Instrucciones de la tarea >>
Selecciona y copia cada línea de los datos que contenga la cadena "instance".
━━ Datos proporcionados ━━
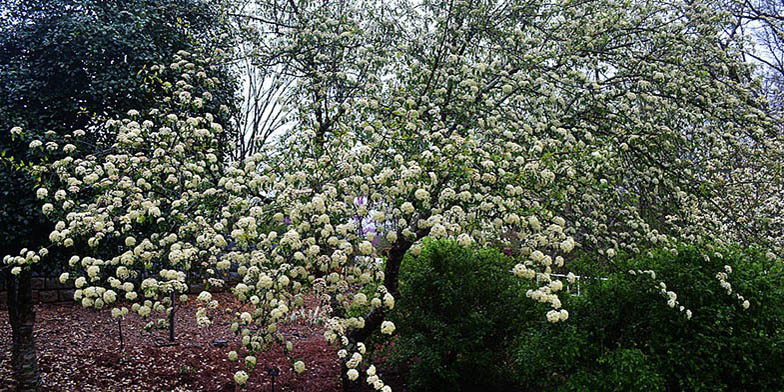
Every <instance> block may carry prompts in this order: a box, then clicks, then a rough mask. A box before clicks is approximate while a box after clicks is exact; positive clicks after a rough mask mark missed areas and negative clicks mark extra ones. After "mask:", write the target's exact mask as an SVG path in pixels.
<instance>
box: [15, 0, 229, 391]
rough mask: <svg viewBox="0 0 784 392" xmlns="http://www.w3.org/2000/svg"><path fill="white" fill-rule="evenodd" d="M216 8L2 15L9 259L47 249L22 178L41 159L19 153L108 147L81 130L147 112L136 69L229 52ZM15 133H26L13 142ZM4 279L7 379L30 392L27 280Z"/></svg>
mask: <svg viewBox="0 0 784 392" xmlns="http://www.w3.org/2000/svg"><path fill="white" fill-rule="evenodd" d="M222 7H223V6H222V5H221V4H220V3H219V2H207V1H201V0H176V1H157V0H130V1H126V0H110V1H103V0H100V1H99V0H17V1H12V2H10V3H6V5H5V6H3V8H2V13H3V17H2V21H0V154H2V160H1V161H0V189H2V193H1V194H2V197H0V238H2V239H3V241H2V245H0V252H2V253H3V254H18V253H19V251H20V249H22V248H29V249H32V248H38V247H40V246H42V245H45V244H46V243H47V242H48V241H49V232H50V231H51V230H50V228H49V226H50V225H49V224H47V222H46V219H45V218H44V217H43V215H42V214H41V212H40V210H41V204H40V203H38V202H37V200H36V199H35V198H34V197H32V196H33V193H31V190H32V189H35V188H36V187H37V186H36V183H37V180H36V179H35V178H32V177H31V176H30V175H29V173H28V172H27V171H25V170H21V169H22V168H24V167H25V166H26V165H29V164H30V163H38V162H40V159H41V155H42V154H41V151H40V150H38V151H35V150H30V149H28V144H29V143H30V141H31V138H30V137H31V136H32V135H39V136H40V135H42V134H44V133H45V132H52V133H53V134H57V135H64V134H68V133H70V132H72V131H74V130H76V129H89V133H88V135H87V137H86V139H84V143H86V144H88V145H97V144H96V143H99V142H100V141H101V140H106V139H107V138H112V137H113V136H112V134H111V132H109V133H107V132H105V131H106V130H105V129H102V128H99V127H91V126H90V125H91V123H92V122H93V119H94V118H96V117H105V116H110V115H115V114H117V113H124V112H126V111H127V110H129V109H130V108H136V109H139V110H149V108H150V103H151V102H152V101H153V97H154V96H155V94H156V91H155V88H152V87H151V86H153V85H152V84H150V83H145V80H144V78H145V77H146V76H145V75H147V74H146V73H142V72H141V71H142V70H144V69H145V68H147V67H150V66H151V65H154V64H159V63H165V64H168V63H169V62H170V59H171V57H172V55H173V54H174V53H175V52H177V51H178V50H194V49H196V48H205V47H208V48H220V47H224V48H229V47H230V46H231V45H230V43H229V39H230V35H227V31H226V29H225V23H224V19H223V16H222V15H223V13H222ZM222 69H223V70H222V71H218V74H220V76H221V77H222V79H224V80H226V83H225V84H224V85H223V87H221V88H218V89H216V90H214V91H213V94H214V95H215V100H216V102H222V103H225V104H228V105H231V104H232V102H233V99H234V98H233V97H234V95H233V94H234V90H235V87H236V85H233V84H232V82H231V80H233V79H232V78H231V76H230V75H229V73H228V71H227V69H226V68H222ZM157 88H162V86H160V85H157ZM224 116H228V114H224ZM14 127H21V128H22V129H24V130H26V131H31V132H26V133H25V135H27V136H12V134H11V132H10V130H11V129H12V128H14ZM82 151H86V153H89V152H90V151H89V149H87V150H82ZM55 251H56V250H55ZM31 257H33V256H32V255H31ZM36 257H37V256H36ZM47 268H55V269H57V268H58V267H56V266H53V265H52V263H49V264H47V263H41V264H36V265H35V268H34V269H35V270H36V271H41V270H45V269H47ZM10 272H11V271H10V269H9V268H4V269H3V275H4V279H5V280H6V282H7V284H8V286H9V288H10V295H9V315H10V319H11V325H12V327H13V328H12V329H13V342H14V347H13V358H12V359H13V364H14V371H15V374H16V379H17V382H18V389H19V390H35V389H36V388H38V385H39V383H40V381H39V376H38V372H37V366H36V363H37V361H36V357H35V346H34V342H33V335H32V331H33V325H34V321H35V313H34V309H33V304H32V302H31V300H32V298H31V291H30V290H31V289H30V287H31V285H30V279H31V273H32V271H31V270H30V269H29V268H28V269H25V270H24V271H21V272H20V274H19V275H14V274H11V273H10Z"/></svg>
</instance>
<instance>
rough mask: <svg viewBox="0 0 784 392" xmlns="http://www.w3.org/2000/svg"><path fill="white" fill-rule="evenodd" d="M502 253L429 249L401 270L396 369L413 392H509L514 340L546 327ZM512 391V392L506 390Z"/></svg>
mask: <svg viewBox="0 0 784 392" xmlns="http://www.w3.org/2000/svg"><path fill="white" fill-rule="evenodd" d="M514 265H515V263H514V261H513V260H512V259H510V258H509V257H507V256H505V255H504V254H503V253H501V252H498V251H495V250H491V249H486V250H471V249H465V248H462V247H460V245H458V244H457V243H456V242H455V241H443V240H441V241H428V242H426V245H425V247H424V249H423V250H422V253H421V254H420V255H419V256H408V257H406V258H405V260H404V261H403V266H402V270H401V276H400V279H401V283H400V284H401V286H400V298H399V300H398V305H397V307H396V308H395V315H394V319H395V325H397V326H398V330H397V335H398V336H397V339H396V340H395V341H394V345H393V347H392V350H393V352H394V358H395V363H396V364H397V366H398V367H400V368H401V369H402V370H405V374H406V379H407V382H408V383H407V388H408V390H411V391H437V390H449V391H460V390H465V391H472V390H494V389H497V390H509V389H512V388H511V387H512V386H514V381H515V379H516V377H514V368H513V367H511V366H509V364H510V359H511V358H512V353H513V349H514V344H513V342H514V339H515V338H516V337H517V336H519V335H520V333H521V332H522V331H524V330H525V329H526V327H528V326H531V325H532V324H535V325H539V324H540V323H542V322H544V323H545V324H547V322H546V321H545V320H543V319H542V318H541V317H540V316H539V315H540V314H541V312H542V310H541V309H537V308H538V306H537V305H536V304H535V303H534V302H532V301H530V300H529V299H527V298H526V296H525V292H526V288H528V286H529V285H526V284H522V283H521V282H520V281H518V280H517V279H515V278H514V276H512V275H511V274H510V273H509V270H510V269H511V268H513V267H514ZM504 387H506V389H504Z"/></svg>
━━━
Área de respuesta >>
Every <instance> block may carry prompts in this order: a box, then clicks, then a rough mask. A box before clicks is approximate while a box after clicks is exact; positive clicks after a rough mask mark missed areas and negative clicks mark extra ones. After "mask:", write the target's exact mask as an SVG path in pixels.
<instance>
</instance>
<instance>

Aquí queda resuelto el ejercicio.